- TEXT PROVIDED:

********************

Distributed Caching
TL;DR
Distributed caching spreads cache data across multiple nodes for scale and availability. Key challenges: partitioning data, maintaining consistency, handling node failures. Redis Cluster and Memcached are popular choices. Use consistent hashing to minimize rebalancing. Design for partial availability—cache failures shouldn't crash your application.
Why Distributed Cache?
Single Node Limits
Single Redis instance:
Memory: ~100 GB practical limit
Throughput: ~100K ops/sec
Availability: Single point of failure
When you need:
- More memory (TB of cached data)
- More throughput (millions ops/sec)
- High availability (no single point of failure)
→ Distributed cacheScaling Options
Vertical: Bigger machine
- Simple
- Has limits
- Still single point of failure
Horizontal: More machines
- Partition data across nodes
- Replicate for availability
- More complex
- Unlimited scalePartitioning
Hash-Based Partitioning
python
# Simple hash mod
node_id = hash(key) % num_nodes
key = "user:123"
hash("user:123") = 7429
7429 % 3 = 1
→ Node 1
Problem: Adding/removing node reshuffles most keysConsistent Hashing
Hash ring:
0°
│
┌──┼──┐
│ │ Node A (45°)
270° 90°
│ │ Node B (180°)
└──┼──┘ Node C (270°)
180°
Key hash = 100° → next node clockwise = Node B
Add Node D at 135°:
Only keys between 90° and 135° move to D
Other nodes unaffectedVirtual Nodes
Without vnodes:
Node A: 1 position on ring
Uneven distribution likely
With vnodes (e.g., 150 per node):
Node A: 150 positions on ring
Better distribution
Smoother rebalancing
Also handles heterogeneous hardware:
Powerful node: 200 vnodes
Smaller node: 100 vnodesReplication
Primary-Replica
Write → Primary → Replicas (async or sync)

********************

(Rows from a data source)

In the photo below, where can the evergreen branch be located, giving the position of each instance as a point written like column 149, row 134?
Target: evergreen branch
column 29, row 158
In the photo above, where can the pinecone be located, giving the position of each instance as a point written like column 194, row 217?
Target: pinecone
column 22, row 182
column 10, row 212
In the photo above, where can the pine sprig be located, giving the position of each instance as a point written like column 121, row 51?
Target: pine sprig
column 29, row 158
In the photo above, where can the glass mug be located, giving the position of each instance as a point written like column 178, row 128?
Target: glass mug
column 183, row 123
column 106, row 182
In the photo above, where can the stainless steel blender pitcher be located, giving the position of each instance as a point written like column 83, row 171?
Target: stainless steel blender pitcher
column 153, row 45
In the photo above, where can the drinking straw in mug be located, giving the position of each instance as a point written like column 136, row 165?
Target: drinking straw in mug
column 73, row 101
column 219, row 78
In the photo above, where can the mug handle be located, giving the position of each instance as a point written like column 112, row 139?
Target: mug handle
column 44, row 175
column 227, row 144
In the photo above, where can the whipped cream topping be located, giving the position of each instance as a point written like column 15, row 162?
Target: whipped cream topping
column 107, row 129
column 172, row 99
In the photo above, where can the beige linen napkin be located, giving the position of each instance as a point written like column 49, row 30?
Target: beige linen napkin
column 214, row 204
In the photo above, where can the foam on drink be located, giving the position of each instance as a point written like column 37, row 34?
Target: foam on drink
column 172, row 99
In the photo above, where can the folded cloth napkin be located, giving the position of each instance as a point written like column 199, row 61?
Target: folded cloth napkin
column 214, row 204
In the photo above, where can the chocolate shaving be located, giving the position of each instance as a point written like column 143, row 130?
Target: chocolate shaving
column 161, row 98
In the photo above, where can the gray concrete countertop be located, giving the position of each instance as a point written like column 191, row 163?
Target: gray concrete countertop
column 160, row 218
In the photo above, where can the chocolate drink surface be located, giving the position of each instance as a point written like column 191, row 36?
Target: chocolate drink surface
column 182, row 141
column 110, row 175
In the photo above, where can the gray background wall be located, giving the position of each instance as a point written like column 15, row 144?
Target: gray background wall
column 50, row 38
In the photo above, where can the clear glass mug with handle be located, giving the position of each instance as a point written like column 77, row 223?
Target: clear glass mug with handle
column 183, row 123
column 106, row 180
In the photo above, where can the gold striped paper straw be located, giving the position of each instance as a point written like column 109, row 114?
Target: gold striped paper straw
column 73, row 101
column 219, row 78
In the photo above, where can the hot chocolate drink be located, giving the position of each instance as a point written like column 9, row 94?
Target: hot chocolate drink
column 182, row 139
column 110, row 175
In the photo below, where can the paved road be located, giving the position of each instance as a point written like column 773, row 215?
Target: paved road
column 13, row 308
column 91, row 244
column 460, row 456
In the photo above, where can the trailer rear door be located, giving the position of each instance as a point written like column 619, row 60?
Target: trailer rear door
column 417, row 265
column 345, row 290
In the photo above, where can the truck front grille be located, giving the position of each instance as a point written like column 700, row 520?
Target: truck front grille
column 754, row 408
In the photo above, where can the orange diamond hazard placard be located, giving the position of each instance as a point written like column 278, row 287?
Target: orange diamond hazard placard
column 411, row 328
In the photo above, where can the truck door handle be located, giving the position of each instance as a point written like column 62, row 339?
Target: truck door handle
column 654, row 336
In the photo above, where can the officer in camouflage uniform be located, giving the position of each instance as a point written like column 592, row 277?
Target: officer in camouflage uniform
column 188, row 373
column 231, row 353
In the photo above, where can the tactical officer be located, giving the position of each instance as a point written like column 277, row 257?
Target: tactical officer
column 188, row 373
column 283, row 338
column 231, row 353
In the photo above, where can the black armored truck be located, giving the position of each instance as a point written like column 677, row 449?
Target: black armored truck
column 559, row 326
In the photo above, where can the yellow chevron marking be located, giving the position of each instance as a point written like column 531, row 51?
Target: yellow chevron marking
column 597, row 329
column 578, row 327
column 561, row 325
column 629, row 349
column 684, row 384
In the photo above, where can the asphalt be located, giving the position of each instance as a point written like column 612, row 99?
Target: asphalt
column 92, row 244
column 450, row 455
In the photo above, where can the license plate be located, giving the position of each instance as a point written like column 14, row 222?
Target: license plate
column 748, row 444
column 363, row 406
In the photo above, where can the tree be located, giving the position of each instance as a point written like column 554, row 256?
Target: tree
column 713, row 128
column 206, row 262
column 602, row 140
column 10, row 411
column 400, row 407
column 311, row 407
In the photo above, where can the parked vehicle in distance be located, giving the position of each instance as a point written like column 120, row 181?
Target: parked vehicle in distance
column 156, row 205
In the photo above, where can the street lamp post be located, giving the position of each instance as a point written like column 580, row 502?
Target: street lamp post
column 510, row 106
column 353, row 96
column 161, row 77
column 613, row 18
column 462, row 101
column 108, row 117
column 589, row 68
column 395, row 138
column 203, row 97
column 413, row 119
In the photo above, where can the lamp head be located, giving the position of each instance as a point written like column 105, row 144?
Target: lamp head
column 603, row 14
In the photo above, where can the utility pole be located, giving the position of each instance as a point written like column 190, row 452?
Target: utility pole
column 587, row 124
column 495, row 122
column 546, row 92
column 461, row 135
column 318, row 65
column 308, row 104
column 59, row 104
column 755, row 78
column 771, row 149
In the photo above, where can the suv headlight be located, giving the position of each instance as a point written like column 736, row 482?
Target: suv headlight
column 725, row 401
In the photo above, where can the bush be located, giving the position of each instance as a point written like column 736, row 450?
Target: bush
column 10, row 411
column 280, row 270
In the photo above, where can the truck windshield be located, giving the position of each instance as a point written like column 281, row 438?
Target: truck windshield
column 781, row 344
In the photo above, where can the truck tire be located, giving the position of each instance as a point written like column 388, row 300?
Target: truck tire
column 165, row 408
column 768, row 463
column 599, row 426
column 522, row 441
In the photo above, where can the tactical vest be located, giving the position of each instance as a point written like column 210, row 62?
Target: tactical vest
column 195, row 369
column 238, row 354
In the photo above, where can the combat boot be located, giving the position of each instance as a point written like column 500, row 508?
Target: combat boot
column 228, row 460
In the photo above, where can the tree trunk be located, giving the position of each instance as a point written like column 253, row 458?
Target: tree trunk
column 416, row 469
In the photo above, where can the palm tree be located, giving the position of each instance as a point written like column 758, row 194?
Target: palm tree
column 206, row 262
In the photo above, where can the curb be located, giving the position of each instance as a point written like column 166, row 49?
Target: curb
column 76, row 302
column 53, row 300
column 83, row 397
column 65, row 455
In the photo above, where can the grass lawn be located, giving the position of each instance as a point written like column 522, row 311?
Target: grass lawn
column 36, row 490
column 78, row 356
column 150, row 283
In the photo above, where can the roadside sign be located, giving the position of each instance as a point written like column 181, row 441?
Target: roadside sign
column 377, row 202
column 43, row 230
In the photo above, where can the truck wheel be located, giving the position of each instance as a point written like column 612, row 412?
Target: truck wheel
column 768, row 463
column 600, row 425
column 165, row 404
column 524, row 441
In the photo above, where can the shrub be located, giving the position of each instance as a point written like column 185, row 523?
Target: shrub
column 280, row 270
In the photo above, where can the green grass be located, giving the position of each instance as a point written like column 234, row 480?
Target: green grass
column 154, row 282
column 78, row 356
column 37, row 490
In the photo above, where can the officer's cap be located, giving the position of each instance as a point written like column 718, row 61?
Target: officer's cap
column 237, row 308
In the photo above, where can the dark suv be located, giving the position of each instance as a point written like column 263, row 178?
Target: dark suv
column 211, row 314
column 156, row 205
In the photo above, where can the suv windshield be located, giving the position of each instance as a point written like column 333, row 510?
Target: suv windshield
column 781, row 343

********************

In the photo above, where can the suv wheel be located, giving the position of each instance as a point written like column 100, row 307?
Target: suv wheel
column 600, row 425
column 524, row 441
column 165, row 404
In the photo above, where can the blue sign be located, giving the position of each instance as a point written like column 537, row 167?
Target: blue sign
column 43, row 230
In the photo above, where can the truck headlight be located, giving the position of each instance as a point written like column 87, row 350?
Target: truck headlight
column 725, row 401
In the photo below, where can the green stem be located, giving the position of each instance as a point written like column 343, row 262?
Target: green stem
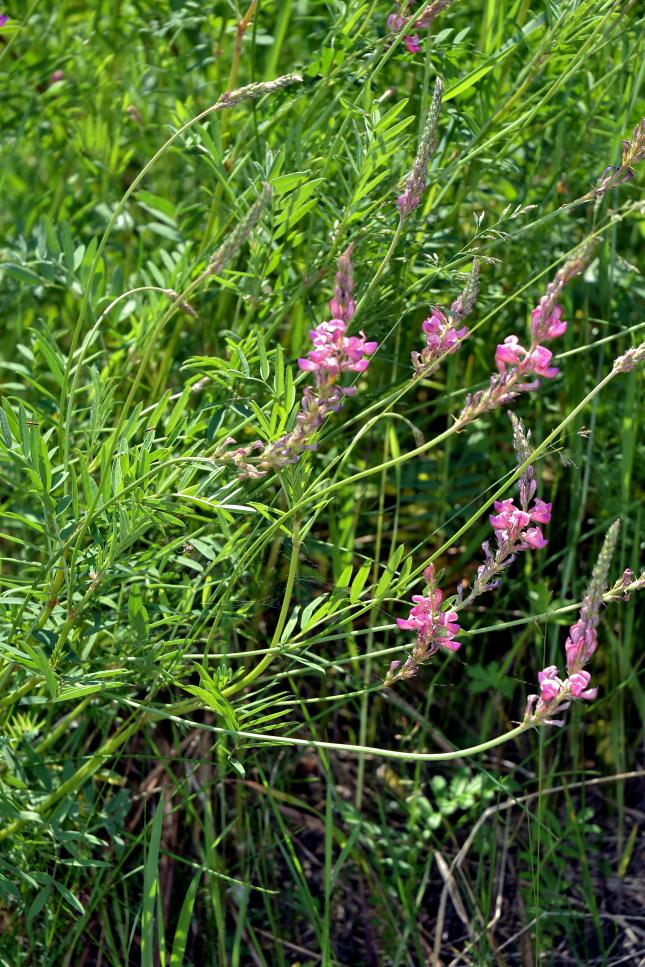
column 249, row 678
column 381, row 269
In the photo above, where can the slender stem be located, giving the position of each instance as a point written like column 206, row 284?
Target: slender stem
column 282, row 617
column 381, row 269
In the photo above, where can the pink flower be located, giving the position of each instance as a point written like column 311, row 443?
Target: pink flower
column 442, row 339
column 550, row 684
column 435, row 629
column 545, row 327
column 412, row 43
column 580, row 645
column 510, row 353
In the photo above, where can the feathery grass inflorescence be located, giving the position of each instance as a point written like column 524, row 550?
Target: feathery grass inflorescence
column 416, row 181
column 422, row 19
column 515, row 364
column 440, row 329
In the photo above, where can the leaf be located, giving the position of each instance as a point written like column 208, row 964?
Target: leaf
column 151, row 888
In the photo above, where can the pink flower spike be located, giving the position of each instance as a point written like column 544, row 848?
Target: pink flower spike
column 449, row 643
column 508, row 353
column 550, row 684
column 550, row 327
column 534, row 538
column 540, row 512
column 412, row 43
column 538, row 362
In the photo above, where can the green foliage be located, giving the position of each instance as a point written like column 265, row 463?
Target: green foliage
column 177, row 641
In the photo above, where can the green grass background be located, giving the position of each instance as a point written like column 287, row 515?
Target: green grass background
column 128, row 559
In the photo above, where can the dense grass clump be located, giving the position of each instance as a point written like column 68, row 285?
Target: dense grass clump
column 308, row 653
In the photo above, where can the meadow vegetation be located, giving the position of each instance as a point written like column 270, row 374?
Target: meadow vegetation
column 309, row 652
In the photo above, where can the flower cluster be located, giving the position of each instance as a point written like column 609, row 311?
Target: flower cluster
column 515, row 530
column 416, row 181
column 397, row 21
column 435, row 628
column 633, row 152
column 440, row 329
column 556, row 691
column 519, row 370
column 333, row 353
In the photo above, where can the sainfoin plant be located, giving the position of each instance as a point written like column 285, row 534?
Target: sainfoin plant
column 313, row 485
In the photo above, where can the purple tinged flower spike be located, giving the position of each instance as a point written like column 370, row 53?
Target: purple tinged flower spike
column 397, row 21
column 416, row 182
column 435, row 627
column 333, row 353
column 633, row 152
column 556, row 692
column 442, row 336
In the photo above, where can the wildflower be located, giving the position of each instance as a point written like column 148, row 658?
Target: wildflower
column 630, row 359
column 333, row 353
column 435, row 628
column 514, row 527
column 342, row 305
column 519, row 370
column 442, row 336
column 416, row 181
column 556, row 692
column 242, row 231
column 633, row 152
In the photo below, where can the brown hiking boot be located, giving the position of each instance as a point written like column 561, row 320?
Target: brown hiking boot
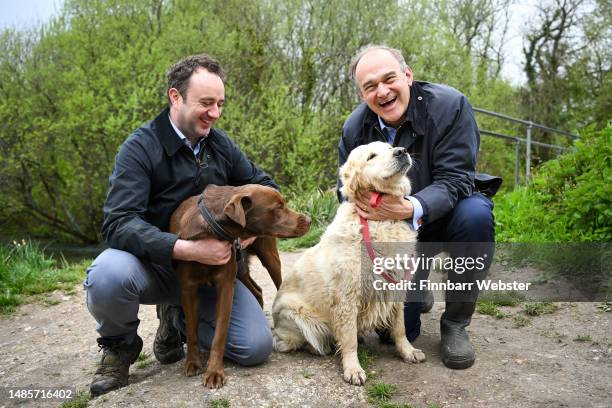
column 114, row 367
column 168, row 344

********************

- WRITTEN TASKS:
a) Repeat the passage of the distributed caching text between "Why Distributed Cache?" and "throughput (millions ops/sec)", inclusive.
b) Return every line of the rows that contains the string "meadow", matching case exactly.

- EXERCISE RESPONSES:
a)
Why Distributed Cache?
Single Node Limits
Single Redis instance:
Memory: ~100 GB practical limit
Throughput: ~100K ops/sec
Availability: Single point of failure
When you need:
- More memory (TB of cached data)
- More throughput (millions ops/sec)

b)
In the photo above, where can the meadow vegetation be located, giving the position of each instance as a point written like column 270, row 374?
Target: meadow vegetation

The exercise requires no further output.